GIVEN INFORMATION:
--- Begin ---

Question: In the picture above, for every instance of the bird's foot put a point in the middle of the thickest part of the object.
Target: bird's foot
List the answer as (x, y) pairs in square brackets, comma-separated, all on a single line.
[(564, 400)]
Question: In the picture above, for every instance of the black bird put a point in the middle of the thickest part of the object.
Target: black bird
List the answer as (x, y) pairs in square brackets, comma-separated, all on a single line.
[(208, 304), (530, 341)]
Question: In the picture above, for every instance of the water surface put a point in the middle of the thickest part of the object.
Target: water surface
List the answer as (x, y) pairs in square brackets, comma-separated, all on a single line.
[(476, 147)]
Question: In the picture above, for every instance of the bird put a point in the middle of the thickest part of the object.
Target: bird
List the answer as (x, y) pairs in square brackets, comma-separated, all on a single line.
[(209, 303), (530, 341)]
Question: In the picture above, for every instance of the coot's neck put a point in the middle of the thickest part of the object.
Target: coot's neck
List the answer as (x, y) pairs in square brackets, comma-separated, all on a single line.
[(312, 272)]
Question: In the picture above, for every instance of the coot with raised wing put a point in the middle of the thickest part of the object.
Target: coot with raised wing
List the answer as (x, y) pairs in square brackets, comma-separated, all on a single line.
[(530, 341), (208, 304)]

--- End ---
--- Begin ---

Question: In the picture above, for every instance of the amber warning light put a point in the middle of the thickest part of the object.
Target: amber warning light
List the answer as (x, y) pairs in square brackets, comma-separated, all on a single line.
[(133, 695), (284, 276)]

--- End ---

Arrange everything in the listing from the line containing "Question: In the picture above, for every instance of the bird's" down to the line containing "[(208, 304), (530, 341)]", both included, as a JSON list of strings. Use one string per line and skip blank lines.

RESULT OF THE EXERCISE:
[
  "Question: In the picture above, for every instance of the bird's foot put a point in the middle of the thickest part of the object.",
  "Target: bird's foot",
  "List the answer as (x, y) pairs in square brackets, comma-separated, all on a single line.",
  "[(564, 400)]",
  "Question: In the picture above, for every instance of the black bird put a point in the middle of the thickest part of the object.",
  "Target: black bird",
  "List the answer as (x, y) pairs in square brackets, comma-separated, all on a single line.",
  "[(208, 304), (530, 341)]"
]